_GIVEN EXERCISE:_ Extract every line of the material below and reproduce each one character for character, without alteration.
------------------------------
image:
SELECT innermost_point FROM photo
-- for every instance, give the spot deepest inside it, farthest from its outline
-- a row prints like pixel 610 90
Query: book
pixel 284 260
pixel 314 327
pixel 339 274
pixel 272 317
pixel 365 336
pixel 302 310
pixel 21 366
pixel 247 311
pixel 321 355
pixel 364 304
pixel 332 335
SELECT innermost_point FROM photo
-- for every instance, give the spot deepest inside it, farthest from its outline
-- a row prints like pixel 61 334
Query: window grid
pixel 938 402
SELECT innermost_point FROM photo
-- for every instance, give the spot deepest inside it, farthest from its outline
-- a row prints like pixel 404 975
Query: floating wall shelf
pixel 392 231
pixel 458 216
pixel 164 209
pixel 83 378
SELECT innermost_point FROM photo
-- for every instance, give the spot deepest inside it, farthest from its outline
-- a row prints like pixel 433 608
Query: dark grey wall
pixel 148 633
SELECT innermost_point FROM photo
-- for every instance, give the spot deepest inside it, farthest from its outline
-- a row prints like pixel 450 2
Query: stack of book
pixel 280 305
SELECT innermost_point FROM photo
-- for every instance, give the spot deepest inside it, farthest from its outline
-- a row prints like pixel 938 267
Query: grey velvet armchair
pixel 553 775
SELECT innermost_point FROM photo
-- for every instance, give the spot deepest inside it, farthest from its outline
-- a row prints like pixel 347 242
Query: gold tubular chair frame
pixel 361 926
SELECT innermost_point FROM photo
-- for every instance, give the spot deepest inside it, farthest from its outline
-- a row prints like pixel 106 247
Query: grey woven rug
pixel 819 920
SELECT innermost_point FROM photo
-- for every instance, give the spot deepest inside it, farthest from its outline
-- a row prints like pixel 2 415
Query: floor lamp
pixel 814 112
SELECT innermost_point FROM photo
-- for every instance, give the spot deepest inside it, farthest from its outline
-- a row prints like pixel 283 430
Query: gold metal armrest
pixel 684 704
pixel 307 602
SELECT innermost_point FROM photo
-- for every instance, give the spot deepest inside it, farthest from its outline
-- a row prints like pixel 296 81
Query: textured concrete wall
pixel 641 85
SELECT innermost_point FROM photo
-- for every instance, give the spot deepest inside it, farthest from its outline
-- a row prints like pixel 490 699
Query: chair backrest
------------------------------
_FULL RESPONSE:_
image:
SELECT innermost_point FROM photo
-- for every instance, give the spot deepest inside it, farthest from its outline
-- a row prints like pixel 610 90
Query: book
pixel 284 260
pixel 314 327
pixel 339 274
pixel 272 317
pixel 365 336
pixel 302 310
pixel 21 366
pixel 247 311
pixel 321 355
pixel 364 304
pixel 332 335
SELECT innermost_point FROM photo
-- for every instance, give the spot deepest inside it, farthest from its outline
-- a row prints like pixel 61 334
Query: window grid
pixel 938 402
SELECT innermost_point FROM photo
-- for every instance, give the spot deepest inside it, farthest from its outline
-- a row prints like pixel 404 975
Query: floating wall shelf
pixel 392 231
pixel 458 216
pixel 164 209
pixel 83 378
SELECT innermost_point FROM photo
-- for every instance, give the spot deepest inside it, farthest from its outline
-- a row prints like pixel 433 608
Query: dark grey wall
pixel 148 633
SELECT innermost_point FROM photo
-- for every instance, give the spot deepest inside it, farthest from its outline
-- a row prints like pixel 450 2
Query: stack of book
pixel 280 305
SELECT innermost_point FROM photo
-- for every instance, give the spot deepest inside it, farthest from its outline
-- a row prints like pixel 938 267
Query: grey velvet armchair
pixel 553 775
SELECT innermost_point FROM photo
-- for every instance, give the spot deepest inside it, farthest from its outline
-- a row prints like pixel 347 242
Query: gold tubular chair frame
pixel 361 926
SELECT innermost_point FROM photo
-- for every instance, give the spot deepest inside it, farthest from its outline
-- a row prints like pixel 106 247
Query: grey woven rug
pixel 819 920
SELECT innermost_point FROM photo
-- for every instance, give the spot deepest inside it, farthest from its outline
-- a row prints like pixel 2 415
Query: floor lamp
pixel 814 112
SELECT innermost_point FROM photo
-- for every instance, give the spot deepest inside it, farthest from its outline
-- a row prints like pixel 283 430
Query: gold metal armrest
pixel 684 704
pixel 307 602
SELECT innermost_point FROM photo
-- for every instance, give the spot deepest inside it, farthest from its outline
-- a row prints like pixel 296 81
Query: textured concrete wall
pixel 641 85
SELECT innermost_point FROM photo
-- for every instance, give the spot deepest inside it, farthest from its outline
-- a row prints like pixel 490 699
Query: chair backrest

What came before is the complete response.